▶ _TEXTO DE LECTURA_
::::::::::

Teoría del deporte. Agustín García Calvo 1

20111105 Poder. El saltador que volaba
Tenía preparado un texto sobre mi relación con el deporte pero murió Agustín García Calvo el 1 de noviembre y quería hablar de él. He decidido mezclar las dos cosas.  
Desde que los chicos entran en la escuela comienza el entrenamiento para asumir su cuota de poder, lo quieran o no. Para mí fue un baldón más que conocimiento.
Tres años estuve en el castillo San Servando, que a la sazón fascista era un Colegio Menor del Frente de Juventudes, que dependía de Falange porque todo lo relacionado con los jóvenes dependía del partido fascista (excepto los de la Iglesia que dependían de la Iglesia fascista). Como no había mucho donde elegir, mis padres prefirieron los fascistas civiles a los fascistas del clero y en eso les alabo el gusto. En aquella época (hablo de principios de la década de 1960) los fascistas del clero y los civiles, de puro machos, separaban a los hombres de las mujeres. Supongo que para no tener competencia.
Como estudiante era curioso, formal, me aburría mortalmente y no me interesaba nada de lo que era obligatorio. Pasaban los meses y los cursos sin que ningún educador o profesor se diera cuenta de que yo valía para algo. Ni yo tampoco. Y fue el profesor Luna quien me descubrió en una prueba para hacer un equipo de atletismo. Ya debía barruntar algo de mi habilidad para el salto, porque me pidió que probara en longitud. Los mayores, excavaron un foso en la tierra arcillosa y trazaron una raya amontonando arena, desde la que había que saltar. Corrí, salté, me sentí volar y me pase el foso. Había nacido una estrella del atletismo, je, je. No midieron ni falta que hacía. Sin protocolos ni alabanzas me seleccionaron para el campeonato escolar, y el primer refuerzo valioso vino de mi hermano que me dijo que sus compañeros de curso le habían dicho que saltaba mucho, y tuvo la delicadeza, rara en un adolescente, de trasmitírmelo sin puyas ni coñas.

::::::::::

▶ _DATOS PROPORCIONADOS_
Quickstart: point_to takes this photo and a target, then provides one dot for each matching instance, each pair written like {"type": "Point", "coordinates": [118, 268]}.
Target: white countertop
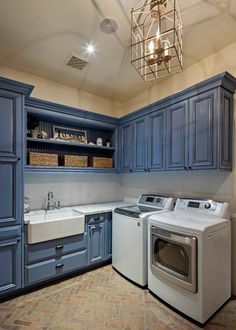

::::::::::

▶ _INSTRUCCIONES_
1 – En el texto de lectura, renombra el fragmento que comienza con "Teoría del deporte." y continúa hasta "las dos cosas.", sustituyendo "texto" por "artículo".
2 – Según el texto de lectura, ¿qué profesor hizo el descubrimiento en una prueba para formar un equipo de atletismo?
Para resolver lo que se pide, básate solo en el texto de lectura.

▶ _SOLUCIONES_
1 –
Teoría del deporte. Agustín García Calvo 1

20111105 Poder. El saltador que volaba
Tenía preparado un artículo sobre mi relación con el deporte pero murió Agustín García Calvo el 1 de noviembre y quería hablar de él. He decidido mezclar las dos cosas.

2 – El profesor Luna.